=== Exercise details ===
Pick out the lines below that include the string "phone".

=== Records provided ===
********

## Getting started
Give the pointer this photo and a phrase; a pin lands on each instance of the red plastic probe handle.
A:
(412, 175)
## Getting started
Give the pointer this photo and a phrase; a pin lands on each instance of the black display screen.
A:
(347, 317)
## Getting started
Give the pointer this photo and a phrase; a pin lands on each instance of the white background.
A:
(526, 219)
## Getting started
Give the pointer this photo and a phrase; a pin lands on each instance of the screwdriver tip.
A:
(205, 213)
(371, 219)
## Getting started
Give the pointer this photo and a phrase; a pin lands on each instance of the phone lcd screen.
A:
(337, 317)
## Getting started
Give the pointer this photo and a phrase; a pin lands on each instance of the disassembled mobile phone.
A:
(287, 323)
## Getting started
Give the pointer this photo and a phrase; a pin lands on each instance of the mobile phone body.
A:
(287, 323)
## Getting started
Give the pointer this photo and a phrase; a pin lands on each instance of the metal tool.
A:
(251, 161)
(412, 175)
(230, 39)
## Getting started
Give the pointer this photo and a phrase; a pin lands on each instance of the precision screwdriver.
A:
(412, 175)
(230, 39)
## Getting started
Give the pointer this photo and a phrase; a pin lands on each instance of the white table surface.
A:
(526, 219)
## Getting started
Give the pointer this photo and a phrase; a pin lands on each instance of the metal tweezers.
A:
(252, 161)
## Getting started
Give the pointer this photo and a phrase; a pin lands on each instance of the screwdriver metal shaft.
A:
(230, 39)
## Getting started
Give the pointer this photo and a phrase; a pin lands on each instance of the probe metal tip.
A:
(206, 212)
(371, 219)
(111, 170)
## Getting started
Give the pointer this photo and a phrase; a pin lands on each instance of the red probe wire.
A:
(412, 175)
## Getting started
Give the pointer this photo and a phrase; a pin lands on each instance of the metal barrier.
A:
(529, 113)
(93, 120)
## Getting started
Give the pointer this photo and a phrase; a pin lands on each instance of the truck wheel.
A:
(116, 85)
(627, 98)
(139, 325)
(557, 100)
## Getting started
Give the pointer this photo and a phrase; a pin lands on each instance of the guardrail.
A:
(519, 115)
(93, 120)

********

=== Answer to the problem ===
Give the pointer this photo and a phrase; a pin lands on each instance of the phone lcd screen.
Give the pointer this photo and a phrase; a pin lands on each instance of the disassembled mobile phone.
Give the pointer this photo and a phrase; a pin lands on each instance of the mobile phone body.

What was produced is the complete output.